----- DATASET CONTENT -----
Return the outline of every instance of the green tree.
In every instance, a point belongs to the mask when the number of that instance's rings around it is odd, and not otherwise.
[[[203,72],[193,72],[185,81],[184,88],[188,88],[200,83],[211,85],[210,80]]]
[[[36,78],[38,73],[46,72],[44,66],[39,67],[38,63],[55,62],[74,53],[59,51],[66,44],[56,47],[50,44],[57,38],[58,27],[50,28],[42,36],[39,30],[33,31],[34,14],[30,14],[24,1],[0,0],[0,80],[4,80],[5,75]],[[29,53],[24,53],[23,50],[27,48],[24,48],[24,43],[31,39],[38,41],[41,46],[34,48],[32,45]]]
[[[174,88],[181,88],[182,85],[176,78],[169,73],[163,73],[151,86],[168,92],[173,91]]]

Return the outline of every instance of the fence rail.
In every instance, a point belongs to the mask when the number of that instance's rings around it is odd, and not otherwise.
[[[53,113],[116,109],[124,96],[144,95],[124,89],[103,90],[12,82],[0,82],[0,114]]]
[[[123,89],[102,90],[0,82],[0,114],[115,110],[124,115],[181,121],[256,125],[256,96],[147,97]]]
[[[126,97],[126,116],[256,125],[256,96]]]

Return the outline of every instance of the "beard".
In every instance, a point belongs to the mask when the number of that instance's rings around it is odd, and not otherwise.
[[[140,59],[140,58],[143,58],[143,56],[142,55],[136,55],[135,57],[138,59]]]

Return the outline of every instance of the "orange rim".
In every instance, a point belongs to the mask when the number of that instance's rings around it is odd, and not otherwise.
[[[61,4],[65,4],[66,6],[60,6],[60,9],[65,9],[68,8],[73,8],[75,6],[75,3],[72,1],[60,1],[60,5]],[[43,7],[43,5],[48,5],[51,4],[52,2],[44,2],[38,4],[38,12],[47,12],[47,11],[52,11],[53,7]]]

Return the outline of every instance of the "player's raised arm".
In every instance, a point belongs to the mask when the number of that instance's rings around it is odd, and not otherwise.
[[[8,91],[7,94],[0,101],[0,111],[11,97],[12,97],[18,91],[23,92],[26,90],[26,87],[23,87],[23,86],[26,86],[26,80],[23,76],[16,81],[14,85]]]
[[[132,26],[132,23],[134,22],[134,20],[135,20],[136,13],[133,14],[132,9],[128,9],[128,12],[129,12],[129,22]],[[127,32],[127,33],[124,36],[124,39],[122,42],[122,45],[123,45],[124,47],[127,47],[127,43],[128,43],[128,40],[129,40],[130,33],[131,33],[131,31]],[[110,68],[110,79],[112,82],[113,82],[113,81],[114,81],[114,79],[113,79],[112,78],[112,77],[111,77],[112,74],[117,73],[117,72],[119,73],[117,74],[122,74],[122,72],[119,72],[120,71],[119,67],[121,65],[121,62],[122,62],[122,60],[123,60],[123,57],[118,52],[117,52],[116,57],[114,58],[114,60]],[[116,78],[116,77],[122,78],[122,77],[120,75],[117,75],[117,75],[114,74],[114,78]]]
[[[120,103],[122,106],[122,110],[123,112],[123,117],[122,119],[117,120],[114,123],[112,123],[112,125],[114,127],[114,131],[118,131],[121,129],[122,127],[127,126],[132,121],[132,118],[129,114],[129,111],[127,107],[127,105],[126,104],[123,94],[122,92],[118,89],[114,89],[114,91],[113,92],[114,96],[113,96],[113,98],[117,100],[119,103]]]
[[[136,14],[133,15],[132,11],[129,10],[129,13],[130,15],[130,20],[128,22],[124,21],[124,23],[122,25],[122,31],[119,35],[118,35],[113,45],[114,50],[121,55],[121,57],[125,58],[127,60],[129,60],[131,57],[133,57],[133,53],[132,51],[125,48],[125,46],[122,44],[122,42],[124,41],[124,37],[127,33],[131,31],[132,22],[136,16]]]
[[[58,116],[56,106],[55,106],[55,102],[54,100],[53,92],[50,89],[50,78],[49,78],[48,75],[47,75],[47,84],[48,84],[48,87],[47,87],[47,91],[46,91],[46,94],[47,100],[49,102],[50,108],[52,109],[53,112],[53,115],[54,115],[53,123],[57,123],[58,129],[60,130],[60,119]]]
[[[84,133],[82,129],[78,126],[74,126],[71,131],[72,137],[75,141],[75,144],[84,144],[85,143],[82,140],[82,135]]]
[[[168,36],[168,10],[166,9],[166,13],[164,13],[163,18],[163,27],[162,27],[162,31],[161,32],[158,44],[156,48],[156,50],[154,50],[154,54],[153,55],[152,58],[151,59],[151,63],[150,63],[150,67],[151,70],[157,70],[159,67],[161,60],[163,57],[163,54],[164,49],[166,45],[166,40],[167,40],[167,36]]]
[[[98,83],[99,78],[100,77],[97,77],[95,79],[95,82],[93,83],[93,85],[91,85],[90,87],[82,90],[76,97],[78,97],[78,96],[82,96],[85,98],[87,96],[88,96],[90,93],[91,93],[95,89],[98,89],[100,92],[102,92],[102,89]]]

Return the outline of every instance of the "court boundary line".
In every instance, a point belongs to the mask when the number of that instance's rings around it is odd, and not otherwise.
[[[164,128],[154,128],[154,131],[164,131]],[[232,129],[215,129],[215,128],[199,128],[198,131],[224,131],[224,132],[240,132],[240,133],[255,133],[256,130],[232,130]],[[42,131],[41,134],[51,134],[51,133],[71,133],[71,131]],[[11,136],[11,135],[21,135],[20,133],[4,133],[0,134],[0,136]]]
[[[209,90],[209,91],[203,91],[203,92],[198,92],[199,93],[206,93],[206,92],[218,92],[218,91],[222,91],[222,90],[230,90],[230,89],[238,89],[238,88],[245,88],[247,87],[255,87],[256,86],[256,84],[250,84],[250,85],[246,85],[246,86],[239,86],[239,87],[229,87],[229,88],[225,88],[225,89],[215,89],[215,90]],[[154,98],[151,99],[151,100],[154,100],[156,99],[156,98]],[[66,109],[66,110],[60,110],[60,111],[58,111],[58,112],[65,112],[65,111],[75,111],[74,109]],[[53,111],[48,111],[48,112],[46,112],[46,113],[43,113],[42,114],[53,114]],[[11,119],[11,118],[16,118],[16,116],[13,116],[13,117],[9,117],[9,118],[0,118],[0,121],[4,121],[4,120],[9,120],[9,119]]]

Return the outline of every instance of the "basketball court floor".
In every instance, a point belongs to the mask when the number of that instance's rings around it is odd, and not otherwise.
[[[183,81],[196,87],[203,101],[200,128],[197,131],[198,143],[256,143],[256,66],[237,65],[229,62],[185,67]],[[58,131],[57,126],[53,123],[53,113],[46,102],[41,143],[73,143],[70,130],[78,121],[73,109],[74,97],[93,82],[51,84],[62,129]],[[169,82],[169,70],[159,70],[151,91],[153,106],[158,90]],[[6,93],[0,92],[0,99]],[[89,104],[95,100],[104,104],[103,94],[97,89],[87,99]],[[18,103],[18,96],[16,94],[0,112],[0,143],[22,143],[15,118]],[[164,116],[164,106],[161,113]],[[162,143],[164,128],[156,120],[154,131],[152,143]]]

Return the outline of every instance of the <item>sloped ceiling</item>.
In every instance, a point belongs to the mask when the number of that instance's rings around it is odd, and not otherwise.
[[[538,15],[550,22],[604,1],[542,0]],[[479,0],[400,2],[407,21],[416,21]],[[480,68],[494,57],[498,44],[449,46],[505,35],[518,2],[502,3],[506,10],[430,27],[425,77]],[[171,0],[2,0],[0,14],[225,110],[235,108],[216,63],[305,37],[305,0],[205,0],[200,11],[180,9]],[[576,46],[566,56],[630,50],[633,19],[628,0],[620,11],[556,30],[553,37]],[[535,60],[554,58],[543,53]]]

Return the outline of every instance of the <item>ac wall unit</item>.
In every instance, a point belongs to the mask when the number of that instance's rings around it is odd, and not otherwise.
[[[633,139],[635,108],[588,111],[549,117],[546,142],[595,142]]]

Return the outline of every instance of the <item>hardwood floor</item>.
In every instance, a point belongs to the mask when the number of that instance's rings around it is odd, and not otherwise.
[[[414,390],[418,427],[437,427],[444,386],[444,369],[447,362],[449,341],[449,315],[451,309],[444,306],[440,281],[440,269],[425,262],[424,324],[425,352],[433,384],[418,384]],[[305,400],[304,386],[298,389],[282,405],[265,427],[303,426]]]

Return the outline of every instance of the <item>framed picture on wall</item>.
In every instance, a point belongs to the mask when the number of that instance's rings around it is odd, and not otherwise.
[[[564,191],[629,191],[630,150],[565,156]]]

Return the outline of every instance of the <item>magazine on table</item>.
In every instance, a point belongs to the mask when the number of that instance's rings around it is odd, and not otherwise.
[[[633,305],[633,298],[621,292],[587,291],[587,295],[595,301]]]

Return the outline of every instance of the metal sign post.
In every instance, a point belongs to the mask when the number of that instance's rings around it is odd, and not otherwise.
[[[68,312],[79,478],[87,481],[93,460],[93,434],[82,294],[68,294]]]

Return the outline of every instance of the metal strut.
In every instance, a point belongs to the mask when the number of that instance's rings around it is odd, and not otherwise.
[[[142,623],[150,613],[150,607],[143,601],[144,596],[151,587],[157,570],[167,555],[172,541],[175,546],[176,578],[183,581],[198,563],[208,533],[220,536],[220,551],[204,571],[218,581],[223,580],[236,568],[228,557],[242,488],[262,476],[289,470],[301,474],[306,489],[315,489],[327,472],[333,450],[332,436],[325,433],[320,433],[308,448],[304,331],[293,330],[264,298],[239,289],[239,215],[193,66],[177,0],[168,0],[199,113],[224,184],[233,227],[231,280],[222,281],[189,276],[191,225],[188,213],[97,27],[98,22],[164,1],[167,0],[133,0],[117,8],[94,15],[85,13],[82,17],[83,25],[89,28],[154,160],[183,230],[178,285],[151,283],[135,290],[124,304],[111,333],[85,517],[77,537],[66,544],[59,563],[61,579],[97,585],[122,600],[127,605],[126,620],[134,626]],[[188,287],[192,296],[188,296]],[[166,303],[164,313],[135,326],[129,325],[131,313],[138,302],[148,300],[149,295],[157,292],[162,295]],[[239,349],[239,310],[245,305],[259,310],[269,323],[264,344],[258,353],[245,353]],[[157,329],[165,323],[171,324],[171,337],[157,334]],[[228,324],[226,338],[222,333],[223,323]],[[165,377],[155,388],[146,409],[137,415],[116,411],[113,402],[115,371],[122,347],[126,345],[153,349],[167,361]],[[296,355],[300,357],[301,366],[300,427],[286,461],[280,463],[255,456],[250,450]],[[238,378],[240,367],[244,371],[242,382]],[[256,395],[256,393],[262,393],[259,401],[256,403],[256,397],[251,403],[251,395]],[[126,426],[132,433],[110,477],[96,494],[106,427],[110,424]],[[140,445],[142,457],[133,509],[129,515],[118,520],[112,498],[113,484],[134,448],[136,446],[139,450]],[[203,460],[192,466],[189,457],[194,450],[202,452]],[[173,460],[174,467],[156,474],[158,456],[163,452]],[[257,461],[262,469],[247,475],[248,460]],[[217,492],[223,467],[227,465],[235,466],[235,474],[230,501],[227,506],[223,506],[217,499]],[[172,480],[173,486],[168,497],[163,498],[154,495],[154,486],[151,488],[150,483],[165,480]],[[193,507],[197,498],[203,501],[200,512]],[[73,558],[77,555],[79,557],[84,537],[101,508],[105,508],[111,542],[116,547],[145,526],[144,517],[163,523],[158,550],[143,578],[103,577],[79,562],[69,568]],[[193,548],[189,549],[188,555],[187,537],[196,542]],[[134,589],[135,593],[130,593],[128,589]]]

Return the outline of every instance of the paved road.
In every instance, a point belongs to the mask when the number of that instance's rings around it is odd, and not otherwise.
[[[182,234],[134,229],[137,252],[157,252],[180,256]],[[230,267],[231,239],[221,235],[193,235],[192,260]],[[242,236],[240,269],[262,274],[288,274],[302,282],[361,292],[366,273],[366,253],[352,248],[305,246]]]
-----
§ EXERCISE TASK: Give the lines from the one containing "Return the outline of every instance of the paved" through the end of the data as a JSON list of strings, one string per line, with blank lines left out.

§ RESULT:
[
  "Return the outline of every instance of the paved road.",
  "In every instance, a point belongs to the mask when the number of that instance's rings around it is odd, and not otherwise.",
  "[[[182,234],[134,229],[137,252],[157,252],[180,256]],[[230,267],[231,239],[221,235],[193,235],[192,260]],[[242,236],[240,269],[262,274],[288,274],[302,282],[361,292],[366,273],[366,253],[352,248],[305,246]]]"
]